--- begin Document section ---

# 32” Chinook



## ApeShip (Apr 17, 2006)

Wow….









Angler Boats 32-Inch Chinook in Lake Erie—Which Isn't Known to Hold King Salmon


The catch is especially surprising because Lake Erie hasn't been stocked with chinook salmon since the 1970s.




www.fieldandstream.com


----------



## Misdirection (Jul 16, 2012)

I know of two other Kings caught out of Erie this year. One by my dock neighbor out of Ashtabula. He thought it was a steelhead until we pointed out the differences, the second was this spring by my friends wife out of Huron.

Sent from my SM-A505U using Tapatalk


----------



## fisherman 2 (Dec 29, 2012)

a friend of mine caught a 8 lb coho one year by the toledo water intake in july..he had it mounted because it was so unusual to catch one there.


----------



## matticito (Jul 17, 2012)

Must be coming down the Detroit river


----------



## joekacz (Sep 11, 2013)

Over the years I’ve seen them in the Pa. streams just across the border while steelhead fishing,not many but enough to keep you interested. Could be NY. plants or Canadian,not so sure about Canadian.Had to be a blast playing one.


----------



## K gonefishin (May 4, 2004)

They are around a few get caught in the rivers early season, I have caught a Coho out of the rocky and my buddy caught 2 mature kings in back to back trips. A few kings get caught when the steel pile up around Wheatley when guys make the run to go catch them, rare for sure.


----------



## ErieBoy75 (Aug 4, 2009)

tagged muskies have been seen to travel from Lake St. Clair to Buffalo, so no reason a King couldn't make that run. Pretty cool!


----------



## dgfidler (Sep 22, 2014)

Does the fact that it has an intact adipose fin indicate with certainty that it’s a wild fish?


Sent from my iPhone using Tapatalk


----------



## kingfisher72 (May 14, 2016)

There are limited wild runs of salmon on a couple of the north shore streams. Mostly coho but also some chinook. Pink salmon every other year. When we fish for steelhead, the salmon smolts are a constant nuisance if using bait.


----------



## kingfisher72 (May 14, 2016)

dgfidler said:


> Does the fact that it has an intact adipose fin indicate with certainty that it’s a wild fish?
> 
> 
> Sent from my iPhone using Tapatalk


Only if whatever agency is purposefully clipping fins. Usually fin erosion or malformed fins are a better indication of a hatchery fish than actual clipped fins. When raised in high densities, they will nip at each other's fins. The nipping causes scaring as the fins grow or they can even be nipped totally off resembling a clipped fin. If all the fins and fin rays are straight and true, it is likely a wild fish. The fish in the picture looks to have good fins so it is probably naturally produced.


----------



## berkshirepresident (Jul 24, 2013)

kingfisher72 said:


> There are limited wild runs of salmon on a couple of the north shore streams. Mostly coho but also some chinook. Pink salmon every other year. When we fish for steelhead, the salmon smolts are a constant nuisance if using bait.

--- end Document section ---
--- begin Recorded data ---

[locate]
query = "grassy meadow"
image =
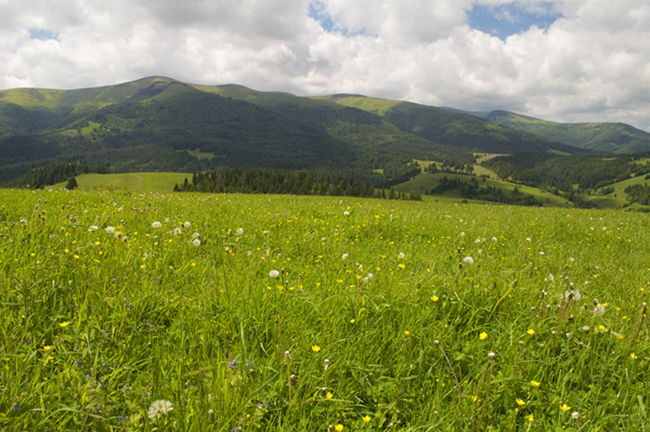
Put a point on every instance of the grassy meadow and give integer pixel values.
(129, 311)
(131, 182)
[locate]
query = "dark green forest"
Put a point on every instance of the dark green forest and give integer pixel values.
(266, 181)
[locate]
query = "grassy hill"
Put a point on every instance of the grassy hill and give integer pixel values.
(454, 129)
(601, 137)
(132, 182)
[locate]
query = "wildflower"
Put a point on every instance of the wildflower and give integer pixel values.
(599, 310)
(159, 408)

--- end Recorded data ---
--- begin Recorded data ---

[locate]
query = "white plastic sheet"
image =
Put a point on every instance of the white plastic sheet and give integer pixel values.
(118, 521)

--- end Recorded data ---

Job
Reproduce the part of the Lake Erie chinook thread above word for word, starting with "Must be coming" and going on through "blast playing one.".

Complete answer
Must be coming down the Detroit river


----------



## joekacz (Sep 11, 2013)

Over the years I’ve seen them in the Pa. streams just across the border while steelhead fishing,not many but enough to keep you interested. Could be NY. plants or Canadian,not so sure about Canadian.Had to be a blast playing one.